#### [Problem to work on]
Nothing but the lines from the one with "When asked for" through the final line of the entries should appear in the answer, copied exactly and without pictures.

Start of Extracted data

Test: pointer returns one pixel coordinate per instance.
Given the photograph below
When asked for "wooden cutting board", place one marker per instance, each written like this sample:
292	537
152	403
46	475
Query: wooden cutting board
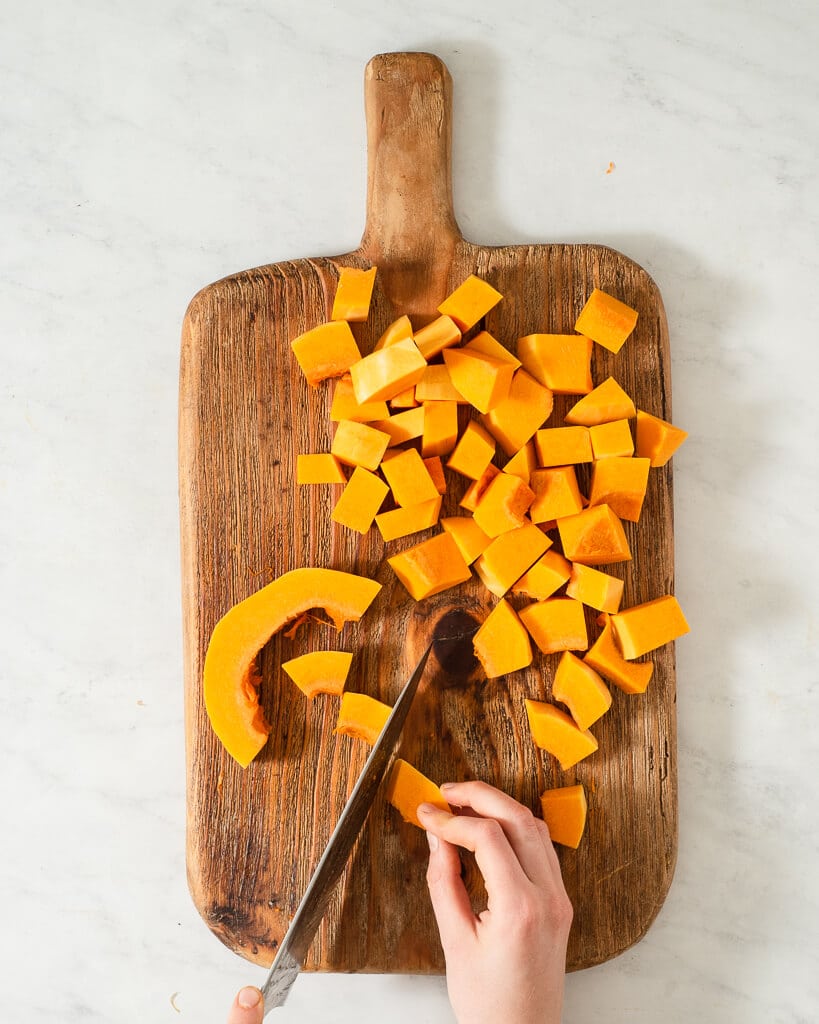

End of Extracted data

#### [Response to the task]
When asked for "wooden cutting board", place one marker per instance, each written like this sample:
292	537
152	403
46	475
Query: wooden cutting board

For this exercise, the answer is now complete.